**What the task asks**
Copy every line of the records below word for word, leaving out the pictures.

+-------+

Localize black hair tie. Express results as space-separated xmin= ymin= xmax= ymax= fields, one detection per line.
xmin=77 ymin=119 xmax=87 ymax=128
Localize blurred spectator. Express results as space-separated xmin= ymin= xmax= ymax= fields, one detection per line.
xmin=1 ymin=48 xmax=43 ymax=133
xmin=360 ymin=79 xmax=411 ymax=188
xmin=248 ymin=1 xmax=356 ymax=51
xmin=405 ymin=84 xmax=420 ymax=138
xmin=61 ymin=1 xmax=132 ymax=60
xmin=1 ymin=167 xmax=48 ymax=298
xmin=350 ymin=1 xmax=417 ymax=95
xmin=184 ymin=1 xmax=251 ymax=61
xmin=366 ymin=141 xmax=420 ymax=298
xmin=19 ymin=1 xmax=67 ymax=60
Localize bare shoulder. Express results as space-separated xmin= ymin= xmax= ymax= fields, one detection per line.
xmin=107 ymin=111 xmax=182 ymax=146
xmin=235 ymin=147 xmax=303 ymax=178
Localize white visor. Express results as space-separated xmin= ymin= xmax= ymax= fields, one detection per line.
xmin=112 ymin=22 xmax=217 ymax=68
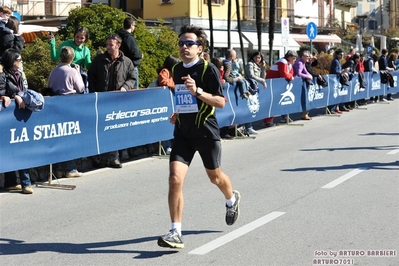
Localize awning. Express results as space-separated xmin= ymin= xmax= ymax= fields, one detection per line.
xmin=205 ymin=30 xmax=248 ymax=48
xmin=290 ymin=33 xmax=341 ymax=43
xmin=243 ymin=31 xmax=301 ymax=51
xmin=19 ymin=24 xmax=58 ymax=43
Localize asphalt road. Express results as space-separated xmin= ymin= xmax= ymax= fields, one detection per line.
xmin=0 ymin=99 xmax=399 ymax=266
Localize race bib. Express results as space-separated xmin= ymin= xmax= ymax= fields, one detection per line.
xmin=175 ymin=84 xmax=198 ymax=114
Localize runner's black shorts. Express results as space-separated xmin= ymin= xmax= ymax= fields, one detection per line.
xmin=169 ymin=137 xmax=222 ymax=170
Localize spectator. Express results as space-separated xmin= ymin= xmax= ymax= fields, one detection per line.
xmin=88 ymin=34 xmax=136 ymax=168
xmin=245 ymin=52 xmax=267 ymax=134
xmin=158 ymin=25 xmax=241 ymax=248
xmin=355 ymin=54 xmax=366 ymax=91
xmin=328 ymin=49 xmax=349 ymax=114
xmin=0 ymin=6 xmax=14 ymax=38
xmin=157 ymin=55 xmax=180 ymax=155
xmin=292 ymin=50 xmax=313 ymax=120
xmin=49 ymin=27 xmax=91 ymax=77
xmin=118 ymin=17 xmax=144 ymax=89
xmin=378 ymin=49 xmax=394 ymax=102
xmin=223 ymin=49 xmax=249 ymax=99
xmin=263 ymin=50 xmax=297 ymax=123
xmin=201 ymin=52 xmax=211 ymax=62
xmin=387 ymin=53 xmax=398 ymax=101
xmin=364 ymin=51 xmax=378 ymax=104
xmin=339 ymin=54 xmax=360 ymax=109
xmin=0 ymin=16 xmax=25 ymax=58
xmin=0 ymin=48 xmax=33 ymax=194
xmin=345 ymin=48 xmax=356 ymax=62
xmin=48 ymin=46 xmax=85 ymax=178
xmin=305 ymin=53 xmax=323 ymax=80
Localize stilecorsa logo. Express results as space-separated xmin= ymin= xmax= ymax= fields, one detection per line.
xmin=278 ymin=83 xmax=295 ymax=105
xmin=308 ymin=84 xmax=324 ymax=102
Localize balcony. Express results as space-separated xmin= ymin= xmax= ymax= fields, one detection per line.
xmin=10 ymin=0 xmax=81 ymax=18
xmin=243 ymin=5 xmax=294 ymax=23
xmin=335 ymin=0 xmax=358 ymax=7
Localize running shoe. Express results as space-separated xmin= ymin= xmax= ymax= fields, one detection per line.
xmin=158 ymin=229 xmax=184 ymax=248
xmin=226 ymin=190 xmax=241 ymax=225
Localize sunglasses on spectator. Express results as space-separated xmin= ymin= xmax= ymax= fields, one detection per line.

+-------+

**Task solution**
Localize black hair tie. Express results as space-separated xmin= ymin= xmax= ymax= fields, one detection per line.
xmin=77 ymin=119 xmax=87 ymax=128
Localize blurred spectator. Express results as space-separated xmin= ymin= xmax= ymax= fields, one detection per line.
xmin=1 ymin=48 xmax=43 ymax=133
xmin=360 ymin=79 xmax=411 ymax=188
xmin=248 ymin=1 xmax=356 ymax=51
xmin=405 ymin=84 xmax=420 ymax=138
xmin=61 ymin=1 xmax=132 ymax=60
xmin=1 ymin=167 xmax=48 ymax=298
xmin=350 ymin=1 xmax=417 ymax=95
xmin=184 ymin=1 xmax=251 ymax=61
xmin=366 ymin=141 xmax=420 ymax=298
xmin=19 ymin=1 xmax=67 ymax=60
Localize bare shoulder. Express results as space-separated xmin= ymin= xmax= ymax= fields, one detection per line.
xmin=107 ymin=111 xmax=182 ymax=146
xmin=235 ymin=147 xmax=303 ymax=178
Localize white visor. Express results as space-separated xmin= ymin= xmax= ymax= fields, one detection per line.
xmin=112 ymin=22 xmax=217 ymax=68
Localize awning. Express results as space-separated xmin= ymin= xmax= ymax= fields, one detection per line.
xmin=205 ymin=30 xmax=248 ymax=48
xmin=290 ymin=33 xmax=341 ymax=43
xmin=243 ymin=31 xmax=301 ymax=51
xmin=19 ymin=24 xmax=58 ymax=43
Localize asphalt road. Express results as space-separated xmin= ymin= xmax= ymax= fields, one detection per line.
xmin=0 ymin=99 xmax=399 ymax=266
Localize race bib. Express results as space-separated xmin= ymin= xmax= ymax= fields, one detection per line.
xmin=175 ymin=84 xmax=198 ymax=114
Localize runner's black shorts. Express results as space-separated xmin= ymin= xmax= ymax= fields, one detection per line.
xmin=169 ymin=137 xmax=222 ymax=170
Localize spectator. Express results as space-separated xmin= ymin= xmax= ymax= fields, one detection per line.
xmin=88 ymin=34 xmax=136 ymax=168
xmin=245 ymin=52 xmax=267 ymax=134
xmin=158 ymin=25 xmax=241 ymax=248
xmin=355 ymin=54 xmax=366 ymax=91
xmin=328 ymin=49 xmax=349 ymax=114
xmin=0 ymin=6 xmax=14 ymax=38
xmin=157 ymin=55 xmax=180 ymax=155
xmin=292 ymin=50 xmax=313 ymax=120
xmin=49 ymin=27 xmax=91 ymax=77
xmin=118 ymin=17 xmax=144 ymax=89
xmin=378 ymin=49 xmax=394 ymax=102
xmin=223 ymin=49 xmax=249 ymax=99
xmin=263 ymin=50 xmax=297 ymax=123
xmin=201 ymin=52 xmax=211 ymax=62
xmin=387 ymin=53 xmax=398 ymax=101
xmin=364 ymin=51 xmax=378 ymax=104
xmin=339 ymin=54 xmax=360 ymax=109
xmin=0 ymin=16 xmax=25 ymax=58
xmin=0 ymin=48 xmax=33 ymax=194
xmin=345 ymin=48 xmax=356 ymax=62
xmin=48 ymin=46 xmax=85 ymax=178
xmin=305 ymin=53 xmax=323 ymax=80
Localize stilecorsa logo. Express results as space-separated xmin= ymin= xmax= ymax= fields, one detection per line.
xmin=278 ymin=83 xmax=295 ymax=105
xmin=308 ymin=84 xmax=324 ymax=102
Localize balcony. Express results as space-separated xmin= ymin= xmax= ymax= fields, one detection per line.
xmin=10 ymin=0 xmax=81 ymax=18
xmin=243 ymin=5 xmax=294 ymax=23
xmin=335 ymin=0 xmax=358 ymax=7
Localize running shoe. Express results as space-separated xmin= ymin= xmax= ymax= fields, one detection per line.
xmin=158 ymin=229 xmax=184 ymax=248
xmin=226 ymin=190 xmax=241 ymax=225
Localize sunglasses on spectator. Express results as space-separated xmin= ymin= xmax= ymax= fields, one detection per line.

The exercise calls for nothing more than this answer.